++++ Recorded data ++++

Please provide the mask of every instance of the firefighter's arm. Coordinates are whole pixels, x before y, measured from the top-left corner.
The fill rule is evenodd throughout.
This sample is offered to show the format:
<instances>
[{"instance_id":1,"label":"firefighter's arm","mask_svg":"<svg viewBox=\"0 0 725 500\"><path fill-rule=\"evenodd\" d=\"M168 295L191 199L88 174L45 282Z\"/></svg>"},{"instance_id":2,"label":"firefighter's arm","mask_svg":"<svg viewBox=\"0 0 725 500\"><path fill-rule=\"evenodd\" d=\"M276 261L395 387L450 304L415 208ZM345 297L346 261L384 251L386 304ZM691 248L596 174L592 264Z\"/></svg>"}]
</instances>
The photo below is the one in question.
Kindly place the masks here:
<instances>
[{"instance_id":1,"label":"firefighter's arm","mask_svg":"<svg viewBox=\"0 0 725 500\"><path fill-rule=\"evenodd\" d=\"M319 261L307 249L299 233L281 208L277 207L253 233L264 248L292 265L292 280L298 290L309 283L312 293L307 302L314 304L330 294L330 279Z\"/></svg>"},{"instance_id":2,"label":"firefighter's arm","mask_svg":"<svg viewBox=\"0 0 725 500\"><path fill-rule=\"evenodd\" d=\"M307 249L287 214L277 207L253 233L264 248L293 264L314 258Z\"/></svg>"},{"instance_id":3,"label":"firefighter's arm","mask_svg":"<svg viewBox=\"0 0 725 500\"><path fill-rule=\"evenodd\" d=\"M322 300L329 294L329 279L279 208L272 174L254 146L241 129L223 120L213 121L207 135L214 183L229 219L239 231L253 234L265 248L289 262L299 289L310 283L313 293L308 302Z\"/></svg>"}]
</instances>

++++

(Instruction): Reproduce the rows above, changing "top-left corner" to "upper-left corner" wherever it occurs. Keep everything else the same.

(Output):
Please provide the mask of every instance of the firefighter's arm. Coordinates are whole pixels, x before y, measured from the upper-left corner.
The fill rule is evenodd throughout.
This sample is offered to show the format:
<instances>
[{"instance_id":1,"label":"firefighter's arm","mask_svg":"<svg viewBox=\"0 0 725 500\"><path fill-rule=\"evenodd\" d=\"M168 295L191 199L88 174L45 282Z\"/></svg>"},{"instance_id":2,"label":"firefighter's arm","mask_svg":"<svg viewBox=\"0 0 725 500\"><path fill-rule=\"evenodd\" d=\"M276 261L395 387L450 304L415 208ZM345 297L346 261L384 251L386 304ZM691 248L596 174L592 264Z\"/></svg>"}]
</instances>
The photo below is the one in question.
Kindly place the masks here:
<instances>
[{"instance_id":1,"label":"firefighter's arm","mask_svg":"<svg viewBox=\"0 0 725 500\"><path fill-rule=\"evenodd\" d=\"M319 261L307 249L299 233L281 208L277 207L253 233L264 248L292 265L292 280L298 290L309 283L312 293L307 302L314 304L330 294L330 279Z\"/></svg>"},{"instance_id":2,"label":"firefighter's arm","mask_svg":"<svg viewBox=\"0 0 725 500\"><path fill-rule=\"evenodd\" d=\"M307 249L287 214L277 207L253 233L264 248L293 264L314 258Z\"/></svg>"},{"instance_id":3,"label":"firefighter's arm","mask_svg":"<svg viewBox=\"0 0 725 500\"><path fill-rule=\"evenodd\" d=\"M322 300L329 294L329 279L279 208L272 174L254 146L241 129L223 120L213 121L207 135L214 183L229 219L239 231L253 234L265 248L289 262L299 289L310 283L313 293L308 302Z\"/></svg>"}]
</instances>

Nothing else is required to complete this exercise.